§ **DO THIS**
Please copy out all of the records below word for word, keeping every line in its original order.

Object pointing dataset rows
——————
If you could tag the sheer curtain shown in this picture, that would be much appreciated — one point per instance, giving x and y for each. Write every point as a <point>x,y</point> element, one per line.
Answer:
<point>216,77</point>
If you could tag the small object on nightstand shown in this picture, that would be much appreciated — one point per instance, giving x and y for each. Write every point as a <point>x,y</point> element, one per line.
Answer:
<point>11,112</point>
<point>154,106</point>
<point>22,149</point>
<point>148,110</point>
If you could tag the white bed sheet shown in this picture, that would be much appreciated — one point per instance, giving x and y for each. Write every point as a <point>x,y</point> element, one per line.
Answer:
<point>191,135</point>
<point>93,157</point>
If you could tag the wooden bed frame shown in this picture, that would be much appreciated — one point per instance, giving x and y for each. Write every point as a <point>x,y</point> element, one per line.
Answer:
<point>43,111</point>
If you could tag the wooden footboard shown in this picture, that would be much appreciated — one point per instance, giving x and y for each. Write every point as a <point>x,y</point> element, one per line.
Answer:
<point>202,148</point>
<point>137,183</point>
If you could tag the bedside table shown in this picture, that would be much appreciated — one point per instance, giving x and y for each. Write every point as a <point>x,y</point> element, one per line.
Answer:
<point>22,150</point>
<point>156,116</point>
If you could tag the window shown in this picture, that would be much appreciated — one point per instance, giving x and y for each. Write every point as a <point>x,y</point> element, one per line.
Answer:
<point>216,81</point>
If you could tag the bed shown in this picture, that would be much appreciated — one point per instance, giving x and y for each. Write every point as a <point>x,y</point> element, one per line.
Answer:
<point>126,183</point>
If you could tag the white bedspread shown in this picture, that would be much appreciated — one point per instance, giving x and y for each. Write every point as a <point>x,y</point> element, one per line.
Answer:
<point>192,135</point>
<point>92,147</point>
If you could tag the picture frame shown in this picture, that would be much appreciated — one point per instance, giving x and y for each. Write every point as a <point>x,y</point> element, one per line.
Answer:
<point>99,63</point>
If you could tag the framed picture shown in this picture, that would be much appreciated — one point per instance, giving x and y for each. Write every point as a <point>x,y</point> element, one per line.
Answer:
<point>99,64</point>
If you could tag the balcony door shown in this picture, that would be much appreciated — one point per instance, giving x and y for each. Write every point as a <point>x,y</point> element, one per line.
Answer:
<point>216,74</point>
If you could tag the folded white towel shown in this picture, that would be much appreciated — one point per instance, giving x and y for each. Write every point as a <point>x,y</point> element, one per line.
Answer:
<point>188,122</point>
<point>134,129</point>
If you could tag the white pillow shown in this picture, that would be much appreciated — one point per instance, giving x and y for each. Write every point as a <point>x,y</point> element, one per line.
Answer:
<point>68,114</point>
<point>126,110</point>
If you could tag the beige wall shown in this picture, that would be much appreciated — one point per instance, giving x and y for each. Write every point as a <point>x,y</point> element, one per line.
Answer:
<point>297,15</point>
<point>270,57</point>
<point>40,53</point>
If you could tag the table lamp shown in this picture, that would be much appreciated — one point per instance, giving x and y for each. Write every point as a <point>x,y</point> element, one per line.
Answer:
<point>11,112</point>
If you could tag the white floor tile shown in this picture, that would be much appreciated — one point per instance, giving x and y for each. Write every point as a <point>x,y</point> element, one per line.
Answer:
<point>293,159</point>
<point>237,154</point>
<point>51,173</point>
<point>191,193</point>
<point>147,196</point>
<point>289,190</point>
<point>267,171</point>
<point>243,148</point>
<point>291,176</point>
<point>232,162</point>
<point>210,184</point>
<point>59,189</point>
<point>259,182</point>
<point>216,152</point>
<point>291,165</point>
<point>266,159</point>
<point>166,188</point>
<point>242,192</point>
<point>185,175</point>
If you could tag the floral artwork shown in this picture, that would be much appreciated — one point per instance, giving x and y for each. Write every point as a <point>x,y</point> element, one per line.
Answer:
——————
§ **RESULT BELOW**
If you could tag the sheer curtain shown in this picture, that would be much appreciated — one point per instance, giving x and y for each. Write every point as a <point>x,y</point> element, one per line.
Answer:
<point>216,77</point>
If you could tag the small object on nightstand shown in this picture, that would be much appreciated — one point per instance, giving x and y for each. Write every point as a <point>x,y</point> element, one per line.
Answer:
<point>11,112</point>
<point>154,106</point>
<point>22,149</point>
<point>148,110</point>
If you could tag the white bed sheet shown in this picture, that would be much appreciated — one point per instance, giving x and y for each. Write every point as a <point>x,y</point> element, one per line.
Answer:
<point>191,135</point>
<point>93,157</point>
If you could tag the wooden bed frame shown in this picture, that would be much appreciated — one point per instance, giving x and y for each. Write every point as a <point>x,y</point> element, one per line.
Answer:
<point>43,111</point>
If you could tag the wooden footboard shown in this picture, that would be much appreciated — one point per instance, giving x and y for each. Write every point as a <point>x,y</point> element, one per line.
Answer:
<point>202,148</point>
<point>137,183</point>
If you could tag the bedside table shown in this picture, that would be much appreciated — one point per instance, giving x and y for each. Write every point as a <point>x,y</point> element, one per line.
Answer:
<point>22,150</point>
<point>156,116</point>
If you could tag the window shown in this picture, that would be much appreciated — one point per instance, giving x and y for each. Write every point as a <point>x,y</point> element, one per line.
Answer:
<point>216,81</point>
If you could tag the bed shown in this picture, that would be much appreciated — one point per instance, giving x and y for each. Write every point as a <point>x,y</point> element, one per line.
Answer:
<point>126,183</point>
If you could tag the white bedspread shown in this picture, that would be much appreciated — one point per instance, giving x and y for each. Write every point as a <point>x,y</point> element, one per line.
Answer:
<point>192,135</point>
<point>92,147</point>
If you could tag the picture frame shown in this picture, that would be much appreciated — one point per instance, giving x and y for each. Write every point as a <point>x,y</point> element, one per line.
Answer:
<point>99,63</point>
If you could tag the framed picture shown in this picture, that would be much appreciated — one point per instance, giving x and y for each. Write every point as a <point>x,y</point> element, one per line.
Answer:
<point>99,64</point>
If you could tag the balcony door shown in this picture, that would be much appreciated — one point per instance, giving x and y for each. Write every point as a <point>x,y</point> element, one per line.
Answer:
<point>216,74</point>
If you could tag the folded white towel shown in this picture, that would be much appreciated — one point per instance, giving x and y for each. Write every point as a <point>x,y</point> element, one per line.
Answer:
<point>188,122</point>
<point>134,129</point>
If you could tag the white pillow shown in this picture, that would be much appreciated — one point per instance, giving x and y for each. Write every point as a <point>x,y</point> element, one per line.
Answer:
<point>68,114</point>
<point>126,110</point>
If you could tag the beige wall shown in this picture, that would be much appreciated — one point per instance, giving x and y for each. Write every point as a <point>x,y</point> element, one per line.
Answer:
<point>297,15</point>
<point>270,57</point>
<point>40,53</point>
If you could tag the table lamp shown in this picture, that would be much appreciated — one point per instance, giving x and y for each. Write every point as a <point>x,y</point> element, one per line.
Answer:
<point>11,112</point>
If you could tag the white floor tile shown in this picture, that would be much appreciated — one point per instance, giving x and y for each. Write every point as a <point>x,y</point> element, one per line.
Answer:
<point>293,159</point>
<point>237,154</point>
<point>51,173</point>
<point>191,193</point>
<point>147,196</point>
<point>289,190</point>
<point>267,171</point>
<point>243,148</point>
<point>291,176</point>
<point>232,162</point>
<point>210,184</point>
<point>59,189</point>
<point>259,182</point>
<point>216,152</point>
<point>291,165</point>
<point>266,159</point>
<point>166,188</point>
<point>242,192</point>
<point>185,175</point>
If you could tag the floral artwork shown in this picture, that would be much appreciated — one point per instance, giving x and y for each. Write every point as a <point>x,y</point> element, one per line.
Answer:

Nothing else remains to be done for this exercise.